*INSTRUCTIONS FOR THE TASK*
Below are some entries. Reproduce them word for word.

[Saved entries]
══════

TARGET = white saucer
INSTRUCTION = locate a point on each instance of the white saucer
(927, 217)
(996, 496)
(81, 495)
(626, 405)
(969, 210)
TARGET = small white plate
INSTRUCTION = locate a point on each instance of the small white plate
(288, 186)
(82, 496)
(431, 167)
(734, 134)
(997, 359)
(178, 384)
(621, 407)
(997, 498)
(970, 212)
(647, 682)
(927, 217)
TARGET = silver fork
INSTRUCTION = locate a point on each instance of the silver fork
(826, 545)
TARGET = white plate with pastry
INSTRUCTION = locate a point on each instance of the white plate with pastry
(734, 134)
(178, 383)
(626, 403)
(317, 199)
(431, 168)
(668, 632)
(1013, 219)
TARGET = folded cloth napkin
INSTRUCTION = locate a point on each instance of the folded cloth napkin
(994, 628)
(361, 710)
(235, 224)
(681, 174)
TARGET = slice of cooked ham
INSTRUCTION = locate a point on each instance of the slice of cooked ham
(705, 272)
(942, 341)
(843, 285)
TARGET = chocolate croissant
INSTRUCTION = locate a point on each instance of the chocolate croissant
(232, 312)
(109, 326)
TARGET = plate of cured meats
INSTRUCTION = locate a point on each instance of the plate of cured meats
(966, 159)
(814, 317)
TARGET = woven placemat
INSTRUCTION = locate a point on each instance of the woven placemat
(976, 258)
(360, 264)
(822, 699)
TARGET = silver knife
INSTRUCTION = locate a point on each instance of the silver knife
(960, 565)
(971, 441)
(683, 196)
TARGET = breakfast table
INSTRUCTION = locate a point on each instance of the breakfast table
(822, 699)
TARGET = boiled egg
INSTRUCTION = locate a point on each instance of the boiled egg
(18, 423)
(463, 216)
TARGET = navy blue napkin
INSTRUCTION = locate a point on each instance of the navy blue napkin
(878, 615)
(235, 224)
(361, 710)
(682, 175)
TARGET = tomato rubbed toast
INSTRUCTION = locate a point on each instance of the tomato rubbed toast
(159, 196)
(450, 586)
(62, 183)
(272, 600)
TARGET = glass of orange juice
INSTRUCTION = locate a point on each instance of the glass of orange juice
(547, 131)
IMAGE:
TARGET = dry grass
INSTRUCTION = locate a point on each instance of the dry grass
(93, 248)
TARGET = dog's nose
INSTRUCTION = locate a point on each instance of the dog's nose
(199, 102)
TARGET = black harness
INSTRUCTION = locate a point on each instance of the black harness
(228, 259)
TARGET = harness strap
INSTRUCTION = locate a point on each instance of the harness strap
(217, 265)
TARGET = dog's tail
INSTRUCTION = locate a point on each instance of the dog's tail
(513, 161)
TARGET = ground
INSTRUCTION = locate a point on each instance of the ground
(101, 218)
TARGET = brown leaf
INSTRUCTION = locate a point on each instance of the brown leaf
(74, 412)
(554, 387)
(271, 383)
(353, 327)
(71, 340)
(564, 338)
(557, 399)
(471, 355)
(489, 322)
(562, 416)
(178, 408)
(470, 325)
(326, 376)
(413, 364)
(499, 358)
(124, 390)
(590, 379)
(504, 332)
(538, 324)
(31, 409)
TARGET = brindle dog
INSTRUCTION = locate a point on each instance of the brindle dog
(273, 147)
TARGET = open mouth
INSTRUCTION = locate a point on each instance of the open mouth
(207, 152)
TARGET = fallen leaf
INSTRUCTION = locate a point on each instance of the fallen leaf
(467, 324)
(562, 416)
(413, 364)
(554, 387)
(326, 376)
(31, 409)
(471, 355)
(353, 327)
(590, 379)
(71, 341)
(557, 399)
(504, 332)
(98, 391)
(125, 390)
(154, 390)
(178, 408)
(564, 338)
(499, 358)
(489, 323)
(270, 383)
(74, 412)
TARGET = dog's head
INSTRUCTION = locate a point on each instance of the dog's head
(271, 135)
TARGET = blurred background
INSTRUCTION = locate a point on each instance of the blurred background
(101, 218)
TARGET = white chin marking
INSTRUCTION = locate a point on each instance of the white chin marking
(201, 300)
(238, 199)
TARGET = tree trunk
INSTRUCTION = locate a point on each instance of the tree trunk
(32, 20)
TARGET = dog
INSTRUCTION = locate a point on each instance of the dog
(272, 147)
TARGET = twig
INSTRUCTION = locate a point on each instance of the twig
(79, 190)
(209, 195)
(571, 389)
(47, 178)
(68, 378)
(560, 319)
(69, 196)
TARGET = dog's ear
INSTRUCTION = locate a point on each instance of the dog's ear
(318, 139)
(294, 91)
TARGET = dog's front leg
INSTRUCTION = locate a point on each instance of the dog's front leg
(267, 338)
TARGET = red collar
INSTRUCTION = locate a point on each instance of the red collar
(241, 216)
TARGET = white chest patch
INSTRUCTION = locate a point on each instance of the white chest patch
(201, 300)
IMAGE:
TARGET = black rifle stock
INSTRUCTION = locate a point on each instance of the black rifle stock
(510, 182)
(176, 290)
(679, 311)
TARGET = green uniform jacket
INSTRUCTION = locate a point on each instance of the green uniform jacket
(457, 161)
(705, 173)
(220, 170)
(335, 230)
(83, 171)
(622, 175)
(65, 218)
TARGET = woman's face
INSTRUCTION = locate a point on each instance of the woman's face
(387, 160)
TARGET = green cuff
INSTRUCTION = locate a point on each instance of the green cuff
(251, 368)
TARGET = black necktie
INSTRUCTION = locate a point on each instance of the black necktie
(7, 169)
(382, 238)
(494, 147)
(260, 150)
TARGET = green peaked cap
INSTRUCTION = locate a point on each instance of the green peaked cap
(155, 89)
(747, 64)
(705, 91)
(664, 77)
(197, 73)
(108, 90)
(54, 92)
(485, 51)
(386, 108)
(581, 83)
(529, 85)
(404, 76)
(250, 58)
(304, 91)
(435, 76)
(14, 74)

══════

*EXERCISE OUTPUT*
TARGET = white saucer
INSTRUCTION = locate a point on each instance of the white saucer
(927, 217)
(996, 496)
(81, 495)
(626, 405)
(969, 210)
TARGET = small white plate
INSTRUCTION = locate a point on each instance of the small white plate
(288, 186)
(82, 496)
(431, 167)
(734, 134)
(997, 359)
(178, 384)
(621, 407)
(997, 498)
(970, 212)
(647, 682)
(927, 217)
TARGET = silver fork
INSTRUCTION = locate a point on each instance of the silver fork
(826, 545)
TARGET = white plate with pastry
INSTRUCTION = locate a point on each instance of the white plate with pastry
(734, 134)
(178, 383)
(626, 403)
(317, 199)
(431, 168)
(668, 632)
(1013, 219)
TARGET = folded cloth napkin
INSTRUCTION = locate a point on each instance of the folded cloth napkin
(994, 628)
(361, 710)
(235, 224)
(681, 174)
TARGET = slice of cooked ham
INSTRUCTION = locate a point on each instance of the slice of cooked ham
(705, 272)
(942, 341)
(843, 285)
TARGET = chocolate croissant
INSTRUCTION = locate a point on each instance of the chocolate croissant
(232, 312)
(109, 326)
TARGET = plate of cured meats
INSTRUCTION = locate a point on each instance of the plate of cured meats
(966, 159)
(814, 317)
TARGET = woven placemat
INSTRUCTION = locate a point on each instance of the woven placemat
(976, 258)
(360, 264)
(822, 699)
TARGET = silver knife
INSTRUCTION = locate a point on each instance of the silver knife
(960, 565)
(971, 441)
(683, 196)
TARGET = breakfast table
INSTRUCTION = locate a point on each instance of the breakfast table
(822, 699)
TARGET = boiled egg
INSTRUCTION = locate a point on each instance of the boiled egg
(18, 423)
(463, 216)
TARGET = navy blue napkin
INSTRUCTION = locate a point on each instance of the navy blue napkin
(878, 615)
(235, 224)
(361, 710)
(682, 175)
TARGET = tomato rubbed toast
INSTRUCTION = locate a point on each instance of the tomato rubbed toast
(159, 196)
(450, 586)
(62, 183)
(272, 600)
TARGET = glass of orange juice
INSTRUCTION = locate a point on each instance of the glass of orange juice
(547, 131)
IMAGE:
TARGET = dry grass
INSTRUCTION = locate a point on each instance of the dry grass
(93, 248)
TARGET = dog's nose
INSTRUCTION = locate a point on each instance of the dog's nose
(199, 102)
TARGET = black harness
INSTRUCTION = locate a point on each instance of the black harness
(228, 259)
TARGET = harness strap
INSTRUCTION = locate a point on each instance of the harness strap
(217, 265)
TARGET = dog's tail
INSTRUCTION = locate a point on each instance of the dog's tail
(513, 161)
TARGET = ground
INSTRUCTION = locate a point on each instance of the ground
(101, 218)
TARGET = brown leaf
INSTRUCTION = locate a point on each instance of the brown leaf
(74, 412)
(554, 387)
(271, 383)
(353, 327)
(71, 340)
(564, 338)
(557, 399)
(471, 355)
(489, 322)
(562, 416)
(178, 408)
(470, 325)
(326, 376)
(413, 364)
(499, 358)
(124, 390)
(590, 379)
(504, 332)
(538, 324)
(31, 409)
TARGET = brindle dog
INSTRUCTION = locate a point on each instance of the brindle dog
(273, 147)
TARGET = open mouth
INSTRUCTION = locate a point on each instance of the open mouth
(207, 152)
TARGET = fallen leaf
INSTRUCTION = locate a point on each instance of the fallen leaf
(467, 324)
(562, 416)
(413, 364)
(554, 387)
(326, 376)
(31, 409)
(471, 355)
(353, 327)
(590, 379)
(71, 341)
(557, 399)
(504, 332)
(98, 391)
(125, 390)
(154, 390)
(178, 408)
(564, 338)
(499, 358)
(489, 323)
(270, 383)
(74, 412)
TARGET = dog's head
INSTRUCTION = locate a point on each instance of the dog's head
(271, 135)
TARGET = blurred background
INSTRUCTION = locate a point on each instance of the blurred background
(101, 218)
TARGET = white chin marking
INSTRUCTION = locate a point on each instance of the white chin marking
(201, 300)
(238, 199)
TARGET = tree trunk
INSTRUCTION = locate a point on each instance of the tree trunk
(32, 20)
TARGET = dog
INSTRUCTION = locate a point on each instance of the dog
(272, 147)
TARGET = twig
INSTRUCTION = locate a point on each instance of the twig
(79, 190)
(209, 195)
(571, 389)
(47, 178)
(68, 378)
(560, 319)
(69, 196)
TARGET = dog's ear
INSTRUCTION = locate a point on each instance of the dog's ear
(318, 139)
(294, 91)
TARGET = dog's front leg
INSTRUCTION = locate a point on each instance of the dog's front leg
(267, 338)
TARGET = red collar
INSTRUCTION = locate a point on each instance of the red collar
(241, 216)
TARGET = white chest patch
INSTRUCTION = locate a point on each instance of the white chest patch
(201, 300)
IMAGE:
TARGET = black rifle stock
INSTRUCTION = locate a point on each instance of the black rifle stock
(510, 182)
(176, 290)
(679, 311)
TARGET = green uniform jacket
INSTRUCTION = locate a point on each instance of the green uniform jacket
(457, 161)
(705, 173)
(220, 170)
(335, 230)
(83, 171)
(622, 175)
(65, 218)
TARGET = woman's face
INSTRUCTION = locate a point on each instance of the woman's face
(387, 160)
TARGET = green cuff
INSTRUCTION = locate a point on each instance of the green cuff
(251, 368)
TARGET = black necktie
INSTRUCTION = locate a point on each instance of the black necktie
(7, 169)
(382, 238)
(494, 147)
(260, 150)
TARGET = green peaked cap
INSTRUCTION = locate a point on each instance of the green peaked cap
(155, 89)
(747, 64)
(705, 91)
(664, 77)
(197, 73)
(108, 90)
(54, 92)
(485, 51)
(386, 108)
(581, 83)
(529, 85)
(404, 76)
(250, 58)
(304, 91)
(435, 76)
(14, 74)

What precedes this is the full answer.